WORK ITEM A -
Update a section of the dispensary history. Begin at the words that contain "Isle of Wight" and stop after "more extensive patronage.", putting "shopkeepers" in place of "tradesmen".
WORK ITEM B -
According to the dispensary history, in what year was the dispensary in Ryde started?

PASSAGE FOR REVIEW -
——————
The Board of Guardians which was responsible for the House of Industry, also provided a medical and nursing service for those who could not pay. The Guardian’s medical services also included the provision of dispensaries. The first of these, in Castlehold, Newport, was opened in 1823; a surgeon (doctor) attended between 8 a.m. and 10 a.m.; by 1832, about the same time as ten areas were designated, the Guardians ordained three dispensaries in each of the east and west Medines; accommodation was to be provided, and one supposes maintained, by the Guardians, and medicines by the doctors; each dispensary was to be visited daily; parish overseers were authorised to send a pauper with messages, and to bring back medicines prescribed.
The dispensary in Ryde was started in 1842 and was ultimately housed at the junction of West Street and Swanmore Road close to the Hospital which in 1952 finally took it over. The headquarters of the Ryde Red Cross later occupied the site of the former dispensary.
Isle of Wight Observer 19 March 1853
Ryde Dispensary – The Collector for this excellent charity has been soliciting subscriptions during the last month from those residents and visitors who have not previously contributed towards this institution. We have much pleasure in being able to state that many of the tradesmen of this town have added their names to the list of subscribers, with the promise of continuing their support towards the charity, which, in every respect, we feel assured merits far more extensive patronage.
——————
[Collected data entries]
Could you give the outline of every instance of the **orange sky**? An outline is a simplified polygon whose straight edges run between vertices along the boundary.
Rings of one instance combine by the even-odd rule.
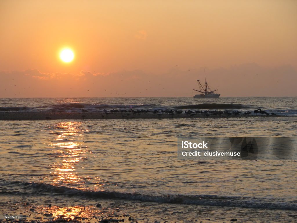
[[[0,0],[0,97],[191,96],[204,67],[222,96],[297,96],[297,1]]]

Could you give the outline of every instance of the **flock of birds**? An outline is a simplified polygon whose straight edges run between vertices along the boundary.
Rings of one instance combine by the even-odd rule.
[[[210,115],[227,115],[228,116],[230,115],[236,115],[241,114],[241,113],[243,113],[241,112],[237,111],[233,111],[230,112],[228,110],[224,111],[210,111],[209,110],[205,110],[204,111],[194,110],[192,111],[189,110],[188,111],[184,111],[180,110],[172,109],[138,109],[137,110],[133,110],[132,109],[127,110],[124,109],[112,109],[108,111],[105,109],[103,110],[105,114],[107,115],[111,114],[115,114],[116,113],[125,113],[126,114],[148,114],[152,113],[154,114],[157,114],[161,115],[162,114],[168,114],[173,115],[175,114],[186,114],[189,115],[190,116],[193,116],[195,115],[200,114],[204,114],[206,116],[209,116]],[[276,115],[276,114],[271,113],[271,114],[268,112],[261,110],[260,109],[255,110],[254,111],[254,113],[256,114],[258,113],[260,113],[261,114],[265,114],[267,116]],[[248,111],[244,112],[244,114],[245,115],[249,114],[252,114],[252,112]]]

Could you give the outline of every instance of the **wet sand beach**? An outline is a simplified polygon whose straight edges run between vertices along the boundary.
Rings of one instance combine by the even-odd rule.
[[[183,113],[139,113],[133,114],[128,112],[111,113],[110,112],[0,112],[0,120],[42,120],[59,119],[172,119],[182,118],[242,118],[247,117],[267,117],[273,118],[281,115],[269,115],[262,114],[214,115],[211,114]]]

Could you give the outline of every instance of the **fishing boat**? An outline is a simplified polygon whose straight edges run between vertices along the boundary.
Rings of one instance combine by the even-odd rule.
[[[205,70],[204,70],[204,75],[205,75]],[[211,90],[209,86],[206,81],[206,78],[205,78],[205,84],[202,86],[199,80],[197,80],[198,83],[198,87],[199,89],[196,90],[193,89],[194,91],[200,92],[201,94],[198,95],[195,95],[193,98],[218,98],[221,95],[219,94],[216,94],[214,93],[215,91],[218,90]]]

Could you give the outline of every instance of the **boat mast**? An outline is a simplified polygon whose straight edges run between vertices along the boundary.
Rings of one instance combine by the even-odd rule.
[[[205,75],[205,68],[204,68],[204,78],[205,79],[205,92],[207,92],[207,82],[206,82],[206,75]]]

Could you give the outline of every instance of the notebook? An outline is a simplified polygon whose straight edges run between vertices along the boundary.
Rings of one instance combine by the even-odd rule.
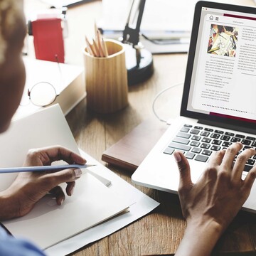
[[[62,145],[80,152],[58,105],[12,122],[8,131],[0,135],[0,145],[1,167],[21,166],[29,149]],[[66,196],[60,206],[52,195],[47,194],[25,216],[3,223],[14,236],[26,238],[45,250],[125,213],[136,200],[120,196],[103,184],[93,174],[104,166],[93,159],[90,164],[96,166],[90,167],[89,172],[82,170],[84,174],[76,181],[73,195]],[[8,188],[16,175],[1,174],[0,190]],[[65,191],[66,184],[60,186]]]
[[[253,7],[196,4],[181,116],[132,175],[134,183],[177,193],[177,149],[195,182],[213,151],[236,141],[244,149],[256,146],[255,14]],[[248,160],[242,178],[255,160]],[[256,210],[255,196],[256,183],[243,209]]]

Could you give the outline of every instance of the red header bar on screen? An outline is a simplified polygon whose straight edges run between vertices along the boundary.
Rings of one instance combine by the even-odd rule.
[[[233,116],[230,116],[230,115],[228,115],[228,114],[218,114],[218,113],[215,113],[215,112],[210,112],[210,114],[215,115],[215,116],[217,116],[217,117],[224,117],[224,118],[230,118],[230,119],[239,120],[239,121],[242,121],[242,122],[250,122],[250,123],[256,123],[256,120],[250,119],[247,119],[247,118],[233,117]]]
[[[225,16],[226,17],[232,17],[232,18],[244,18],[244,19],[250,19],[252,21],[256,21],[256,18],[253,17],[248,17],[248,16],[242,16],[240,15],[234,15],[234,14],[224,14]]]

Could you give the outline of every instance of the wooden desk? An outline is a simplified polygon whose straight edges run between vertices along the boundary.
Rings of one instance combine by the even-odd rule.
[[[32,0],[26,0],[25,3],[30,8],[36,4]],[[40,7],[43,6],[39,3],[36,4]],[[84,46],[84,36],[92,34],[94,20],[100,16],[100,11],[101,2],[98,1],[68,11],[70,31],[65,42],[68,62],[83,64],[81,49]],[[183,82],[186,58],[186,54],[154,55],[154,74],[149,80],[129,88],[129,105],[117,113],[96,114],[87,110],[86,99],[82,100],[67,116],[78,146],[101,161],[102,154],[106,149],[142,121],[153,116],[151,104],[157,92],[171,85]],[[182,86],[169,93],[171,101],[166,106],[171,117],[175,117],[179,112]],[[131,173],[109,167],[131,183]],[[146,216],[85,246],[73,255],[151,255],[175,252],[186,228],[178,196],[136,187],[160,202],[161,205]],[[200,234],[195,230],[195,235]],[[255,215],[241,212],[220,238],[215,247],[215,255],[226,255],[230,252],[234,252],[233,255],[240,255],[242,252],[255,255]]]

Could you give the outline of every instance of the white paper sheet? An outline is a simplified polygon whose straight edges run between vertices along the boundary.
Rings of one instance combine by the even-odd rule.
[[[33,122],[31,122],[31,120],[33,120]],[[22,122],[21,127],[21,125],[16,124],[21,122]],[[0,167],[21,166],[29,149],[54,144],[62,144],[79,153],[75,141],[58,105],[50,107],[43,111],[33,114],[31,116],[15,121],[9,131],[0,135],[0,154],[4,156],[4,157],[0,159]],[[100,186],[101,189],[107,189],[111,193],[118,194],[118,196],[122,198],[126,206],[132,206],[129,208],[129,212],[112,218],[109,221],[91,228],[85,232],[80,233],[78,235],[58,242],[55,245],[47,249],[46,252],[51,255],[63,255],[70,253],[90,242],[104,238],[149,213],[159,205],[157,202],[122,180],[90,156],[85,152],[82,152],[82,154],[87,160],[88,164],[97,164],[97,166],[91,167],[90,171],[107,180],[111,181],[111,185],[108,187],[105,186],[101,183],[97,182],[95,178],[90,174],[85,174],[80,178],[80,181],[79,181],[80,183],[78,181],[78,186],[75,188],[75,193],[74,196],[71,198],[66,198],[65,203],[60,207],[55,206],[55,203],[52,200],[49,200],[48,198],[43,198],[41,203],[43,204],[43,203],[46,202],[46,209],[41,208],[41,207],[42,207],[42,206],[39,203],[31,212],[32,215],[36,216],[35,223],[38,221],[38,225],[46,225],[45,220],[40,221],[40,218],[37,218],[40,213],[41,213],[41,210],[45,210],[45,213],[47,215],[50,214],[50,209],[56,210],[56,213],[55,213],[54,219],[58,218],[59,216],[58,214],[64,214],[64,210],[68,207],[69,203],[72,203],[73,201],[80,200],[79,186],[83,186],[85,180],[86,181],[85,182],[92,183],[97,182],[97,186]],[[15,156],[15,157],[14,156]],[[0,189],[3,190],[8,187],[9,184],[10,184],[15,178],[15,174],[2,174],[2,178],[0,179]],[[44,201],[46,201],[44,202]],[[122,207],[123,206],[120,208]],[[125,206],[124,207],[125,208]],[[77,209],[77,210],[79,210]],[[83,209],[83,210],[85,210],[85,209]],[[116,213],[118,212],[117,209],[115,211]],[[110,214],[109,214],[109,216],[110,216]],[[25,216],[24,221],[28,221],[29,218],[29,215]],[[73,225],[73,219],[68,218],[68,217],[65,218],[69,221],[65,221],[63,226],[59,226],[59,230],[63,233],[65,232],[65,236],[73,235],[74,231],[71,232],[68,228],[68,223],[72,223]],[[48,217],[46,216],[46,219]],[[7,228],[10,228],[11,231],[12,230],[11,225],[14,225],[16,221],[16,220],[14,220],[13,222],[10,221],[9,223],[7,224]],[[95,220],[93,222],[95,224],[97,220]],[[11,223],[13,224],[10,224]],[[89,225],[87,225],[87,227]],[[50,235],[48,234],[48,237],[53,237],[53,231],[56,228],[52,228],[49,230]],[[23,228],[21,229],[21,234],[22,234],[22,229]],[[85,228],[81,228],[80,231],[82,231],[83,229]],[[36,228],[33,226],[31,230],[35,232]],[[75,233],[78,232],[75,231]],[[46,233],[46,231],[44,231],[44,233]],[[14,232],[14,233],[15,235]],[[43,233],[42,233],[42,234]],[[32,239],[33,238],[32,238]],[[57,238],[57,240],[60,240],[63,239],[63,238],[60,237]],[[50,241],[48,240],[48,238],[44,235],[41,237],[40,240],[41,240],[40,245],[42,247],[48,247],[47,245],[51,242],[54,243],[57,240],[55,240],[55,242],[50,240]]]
——————
SOLUTION A -
Isle of Wight Observer 19 March 1853
Ryde Dispensary – The Collector for this excellent charity has been soliciting subscriptions during the last month from those residents and visitors who have not previously contributed towards this institution. We have much pleasure in being able to state that many of the shopkeepers of this town have added their names to the list of subscribers, with the promise of continuing their support towards the charity, which, in every respect, we feel assured merits far more extensive patronage.

SOLUTION B -
1842